ACTION ITEM —
Output, word for word, every line from the line with "Accessibility description module: locate every green" through the final line of the data below.

┌─ MATERIAL FOR THIS TASK

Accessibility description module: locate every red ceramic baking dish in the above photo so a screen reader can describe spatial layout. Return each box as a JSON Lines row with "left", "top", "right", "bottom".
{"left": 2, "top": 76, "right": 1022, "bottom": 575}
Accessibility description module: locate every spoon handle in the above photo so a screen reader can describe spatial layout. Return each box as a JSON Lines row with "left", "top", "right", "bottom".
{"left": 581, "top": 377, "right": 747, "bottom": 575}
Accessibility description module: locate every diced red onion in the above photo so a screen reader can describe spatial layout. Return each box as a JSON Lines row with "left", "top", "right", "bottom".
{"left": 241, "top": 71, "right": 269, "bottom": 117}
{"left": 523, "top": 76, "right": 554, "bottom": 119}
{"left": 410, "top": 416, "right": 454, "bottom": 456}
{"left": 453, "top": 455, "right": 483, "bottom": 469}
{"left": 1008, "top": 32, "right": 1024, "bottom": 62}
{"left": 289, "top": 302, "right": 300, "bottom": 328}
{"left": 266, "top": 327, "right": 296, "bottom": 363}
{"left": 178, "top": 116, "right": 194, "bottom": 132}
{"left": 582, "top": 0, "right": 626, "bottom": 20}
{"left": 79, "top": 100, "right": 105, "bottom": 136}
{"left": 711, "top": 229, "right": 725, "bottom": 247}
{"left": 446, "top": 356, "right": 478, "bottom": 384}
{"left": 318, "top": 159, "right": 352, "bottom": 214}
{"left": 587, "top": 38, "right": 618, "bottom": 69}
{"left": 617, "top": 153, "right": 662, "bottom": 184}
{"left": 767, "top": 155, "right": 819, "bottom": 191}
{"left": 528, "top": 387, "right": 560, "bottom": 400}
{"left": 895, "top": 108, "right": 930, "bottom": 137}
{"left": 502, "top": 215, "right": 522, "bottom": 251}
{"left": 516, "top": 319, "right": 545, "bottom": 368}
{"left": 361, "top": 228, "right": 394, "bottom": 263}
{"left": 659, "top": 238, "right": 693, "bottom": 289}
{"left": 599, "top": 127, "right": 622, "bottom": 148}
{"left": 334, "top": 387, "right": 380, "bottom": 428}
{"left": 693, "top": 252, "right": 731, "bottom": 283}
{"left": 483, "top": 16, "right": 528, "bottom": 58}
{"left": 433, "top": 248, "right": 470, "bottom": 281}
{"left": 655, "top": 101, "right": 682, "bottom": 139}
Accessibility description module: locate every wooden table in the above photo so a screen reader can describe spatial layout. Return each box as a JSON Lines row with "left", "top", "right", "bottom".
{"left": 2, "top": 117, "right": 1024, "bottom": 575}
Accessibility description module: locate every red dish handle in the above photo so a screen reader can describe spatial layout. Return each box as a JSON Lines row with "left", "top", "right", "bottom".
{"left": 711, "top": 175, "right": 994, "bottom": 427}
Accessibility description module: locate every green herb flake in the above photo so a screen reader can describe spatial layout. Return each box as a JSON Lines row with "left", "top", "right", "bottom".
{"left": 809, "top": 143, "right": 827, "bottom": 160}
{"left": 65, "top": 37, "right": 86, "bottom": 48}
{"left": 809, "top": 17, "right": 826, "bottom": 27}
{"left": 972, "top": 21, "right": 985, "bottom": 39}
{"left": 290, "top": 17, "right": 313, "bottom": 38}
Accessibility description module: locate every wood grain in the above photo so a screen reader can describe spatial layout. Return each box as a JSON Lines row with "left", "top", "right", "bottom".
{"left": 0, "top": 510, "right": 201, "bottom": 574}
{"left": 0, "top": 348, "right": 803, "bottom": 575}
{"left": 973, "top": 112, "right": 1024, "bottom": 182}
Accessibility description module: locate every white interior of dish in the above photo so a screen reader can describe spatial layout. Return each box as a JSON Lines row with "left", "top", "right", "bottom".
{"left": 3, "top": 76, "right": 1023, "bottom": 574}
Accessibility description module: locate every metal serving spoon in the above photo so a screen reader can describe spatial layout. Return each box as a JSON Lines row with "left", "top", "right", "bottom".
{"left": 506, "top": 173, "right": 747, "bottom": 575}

└─

RESULT OF THIS EXERCISE —
Accessibility description module: locate every green herb flake in the above photo so a screen reader can describe spatial layout. Return each box as a JSON Lines row with "left", "top", "right", "bottom".
{"left": 809, "top": 143, "right": 827, "bottom": 160}
{"left": 65, "top": 37, "right": 86, "bottom": 48}
{"left": 809, "top": 17, "right": 826, "bottom": 27}
{"left": 972, "top": 21, "right": 985, "bottom": 39}
{"left": 290, "top": 17, "right": 313, "bottom": 38}
Accessibility description module: locate every wood grain in the above photo so a screen reader can describe spatial layout. Return each box as a JSON Lines row with "left", "top", "right", "bottom".
{"left": 0, "top": 510, "right": 201, "bottom": 574}
{"left": 0, "top": 348, "right": 803, "bottom": 575}
{"left": 973, "top": 112, "right": 1024, "bottom": 182}
Accessibility description module: locate every white interior of dish in the above photo so a screen reader can describe spatial layout. Return each box as a JSON Lines row with "left", "top", "right", "bottom".
{"left": 3, "top": 76, "right": 1023, "bottom": 574}
Accessibility description module: locate every metal serving spoon in the above photo so a screen reader can describe spatial layout. Return each box as a JSON Lines row with "left", "top", "right", "bottom".
{"left": 506, "top": 173, "right": 747, "bottom": 575}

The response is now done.